Rewrite all of the records below as a two-column CSV with the header row instruction,coordinates. Give one row per record, putting its text and its answer each in a single quoted field with line breaks replaced by spaces, and leave the pictures out.

-- Begin --

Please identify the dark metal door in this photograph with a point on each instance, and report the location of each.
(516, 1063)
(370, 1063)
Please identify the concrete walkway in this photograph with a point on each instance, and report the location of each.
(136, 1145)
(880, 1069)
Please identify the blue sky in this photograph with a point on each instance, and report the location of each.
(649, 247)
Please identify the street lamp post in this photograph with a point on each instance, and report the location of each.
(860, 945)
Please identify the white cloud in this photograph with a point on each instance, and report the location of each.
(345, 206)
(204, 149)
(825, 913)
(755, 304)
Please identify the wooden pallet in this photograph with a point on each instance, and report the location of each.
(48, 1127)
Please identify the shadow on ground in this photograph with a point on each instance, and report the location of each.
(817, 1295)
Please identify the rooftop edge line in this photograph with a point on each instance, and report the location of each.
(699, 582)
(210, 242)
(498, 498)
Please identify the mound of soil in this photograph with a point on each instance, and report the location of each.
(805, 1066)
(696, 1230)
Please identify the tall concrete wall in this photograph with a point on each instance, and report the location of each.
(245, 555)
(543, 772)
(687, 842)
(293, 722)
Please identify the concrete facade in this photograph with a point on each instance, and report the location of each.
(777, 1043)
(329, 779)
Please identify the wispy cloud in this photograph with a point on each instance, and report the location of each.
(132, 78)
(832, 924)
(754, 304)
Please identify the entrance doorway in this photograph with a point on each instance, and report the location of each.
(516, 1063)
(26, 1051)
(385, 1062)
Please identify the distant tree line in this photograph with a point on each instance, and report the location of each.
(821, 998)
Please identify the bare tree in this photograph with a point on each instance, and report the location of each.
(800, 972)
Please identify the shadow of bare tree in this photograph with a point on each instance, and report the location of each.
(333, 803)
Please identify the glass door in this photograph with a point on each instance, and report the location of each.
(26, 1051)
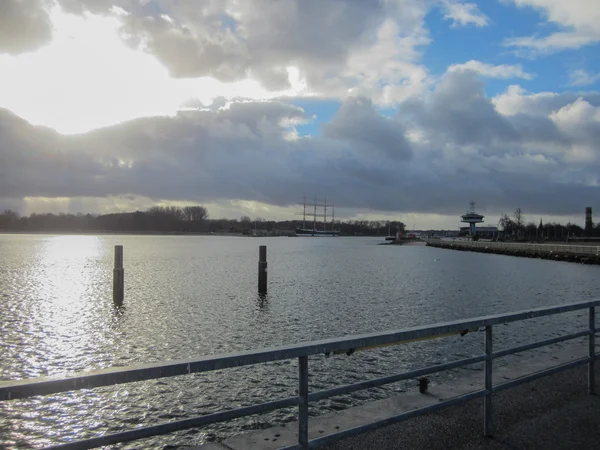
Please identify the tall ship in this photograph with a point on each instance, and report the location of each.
(318, 229)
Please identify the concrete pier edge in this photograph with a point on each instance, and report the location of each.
(524, 364)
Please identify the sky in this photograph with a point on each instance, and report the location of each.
(390, 109)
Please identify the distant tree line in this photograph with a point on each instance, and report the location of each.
(155, 219)
(515, 228)
(177, 219)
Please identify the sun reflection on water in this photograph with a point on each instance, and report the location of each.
(68, 277)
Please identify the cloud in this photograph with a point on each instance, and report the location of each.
(463, 14)
(577, 20)
(581, 77)
(24, 26)
(358, 123)
(542, 155)
(502, 71)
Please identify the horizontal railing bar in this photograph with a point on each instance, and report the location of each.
(522, 348)
(117, 375)
(140, 433)
(321, 395)
(394, 419)
(541, 373)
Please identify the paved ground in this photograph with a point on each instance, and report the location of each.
(551, 413)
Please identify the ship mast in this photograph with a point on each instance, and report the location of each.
(325, 215)
(304, 214)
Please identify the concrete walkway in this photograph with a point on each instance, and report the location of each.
(551, 413)
(554, 412)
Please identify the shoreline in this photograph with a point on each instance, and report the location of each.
(523, 253)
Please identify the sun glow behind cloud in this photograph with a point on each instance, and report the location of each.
(90, 79)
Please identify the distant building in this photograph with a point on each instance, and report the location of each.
(589, 225)
(480, 232)
(472, 218)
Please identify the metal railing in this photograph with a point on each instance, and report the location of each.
(51, 385)
(541, 248)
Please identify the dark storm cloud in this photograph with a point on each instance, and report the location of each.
(423, 160)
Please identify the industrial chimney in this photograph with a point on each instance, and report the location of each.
(589, 225)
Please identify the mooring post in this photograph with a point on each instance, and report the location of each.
(118, 277)
(303, 405)
(488, 428)
(592, 351)
(262, 269)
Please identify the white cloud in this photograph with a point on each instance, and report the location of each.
(463, 14)
(502, 71)
(578, 19)
(582, 77)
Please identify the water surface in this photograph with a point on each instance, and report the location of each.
(188, 296)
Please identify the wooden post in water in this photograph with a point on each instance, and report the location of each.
(118, 277)
(262, 269)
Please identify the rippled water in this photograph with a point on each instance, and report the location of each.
(188, 296)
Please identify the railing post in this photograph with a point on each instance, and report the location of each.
(592, 351)
(303, 406)
(488, 426)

-- End --

**Solution to this problem**
instruction,coordinates
"Please identify the dark metal door in this photograph with a point on each instance, and report the location of each.","(516, 1063) (370, 1063)"
"Please identify the concrete walkway in this photograph with a point on each instance, and report the location of each.","(136, 1145) (880, 1069)"
"Please identify the blue sky in this photograph with a point on each instance, and report the location of each.","(649, 247)"
"Please identify the street lamp post in this photograph with a point on each instance, and report the location of each.","(860, 945)"
"Please identify the white cloud in this photograph with a point on each instance, and report the location of each.","(345, 206) (204, 149) (825, 913) (755, 304)"
"Please identify the wooden pallet in this photograph with a point on each instance, and report the location of each.","(48, 1127)"
"Please identify the shadow on ground in this photograph with a point on each instance, and report the location of each.","(817, 1295)"
"Please identify the rooftop edge line in this photograph with a point on each instance, and report the location of each.","(699, 582) (210, 242) (498, 498)"
"Please identify the mound of soil in this photograph with a point on each instance, and report the location of each.","(805, 1066) (696, 1230)"
"Please identify the tall concrete wall in this photograph with a point on each instance, and report the location of each.","(245, 555) (543, 772) (687, 842) (293, 722)"
"Please identify the concrete facade in this photograph with a point on each instance, and report the location of each.","(777, 1043) (329, 779)"
"Please identify the wispy cloud in this photograph with a point on each instance, and report the location of each.","(132, 78) (832, 924) (754, 304)"
"Please identify the entrance doorway in this photograph with a point on each instance, and report the location of each.","(516, 1063) (26, 1051) (385, 1062)"
"Please identify the distant tree line in this photograph with a point on each instance, and report the location of each.","(821, 998)"
"Please identify the bare tree in this photograph with a point on each instance, and report the location of each.","(800, 972)"
"Please identify the shadow of bare tree in this photograph with a point on each instance, and report the location of each.","(333, 803)"
"Please identify the glass door in this photograph with a point on each instance, and report the location of each.","(26, 1051)"
"Please identify the tall ship in this photograph with a point on each instance, and report the location of each.","(318, 229)"
"Please identify the concrete pier edge in this photograph with a point on each instance, and report the location of each.","(524, 364)"
"Please identify the sky in this photograph with a point on each instance, and report the location of each.","(390, 109)"
"Please identify the distant tree line in this photograph with a point on each instance, and report the location of each.","(155, 219) (515, 228) (177, 219)"
"Please identify the sun reflection on water in this photograph with a point on each instance, and report the location of each.","(68, 277)"
"Please identify the cloud in this photograph with a point on each instance, and report the location of each.","(463, 14) (577, 20) (581, 77) (24, 26) (358, 123) (542, 155) (502, 71)"
"Please identify the horizontal railing bar in this photograph with a point on each instance, and report the location of each.","(522, 348) (117, 375) (140, 433) (321, 395) (394, 419) (541, 373)"
"Please identify the paved ground in this photograph with a point on each instance, and report the location of each.","(551, 413)"
"Please identify the ship mast in this photograph with a point on each instance, and report the location of each.","(325, 215) (304, 214)"
"Please identify the concrete walkway in this photograph with a point on each instance, and report the location of each.","(551, 413) (554, 412)"
"Please identify the shoreline in this photograph with a point on each instance, and report the location of each.","(523, 253)"
"Please identify the sun glow behind cloud in this photograph with a point on each instance, and report the location of each.","(90, 79)"
"Please identify the distant building in this photograph with a point on each instance, and report the location of each.","(589, 225) (480, 232) (472, 218)"
"Please identify the metal railing in this photograph with a point on each instance, and report the location of each.","(51, 385) (541, 248)"
"Please identify the dark storm cloud in this photograph with a point on each instance, and report the location of each.","(423, 160)"
"Please identify the industrial chimney in this photograph with a point on each instance, and report the location of each.","(589, 225)"
"Please identify the mooring post in this photograph with a point on each instance, and report the location of each.","(118, 277) (303, 405) (488, 428) (592, 351) (262, 269)"
"Please identify the white cloud in this photograph with a point on each instance, and report the location of each.","(463, 14) (502, 71) (578, 19) (582, 77)"
"Please identify the water surface in this photograph with a point on each instance, and report the location of each.","(188, 296)"
"Please identify the wooden post in water in this photograph with a point on each instance, and report the location of each.","(118, 277) (262, 269)"
"Please identify the rippled water in this photograph with a point on each instance, and report the location of each.","(188, 296)"
"Please identify the railing post in this photograph with a point on each instance, and report the location of each.","(592, 351) (303, 406) (488, 426)"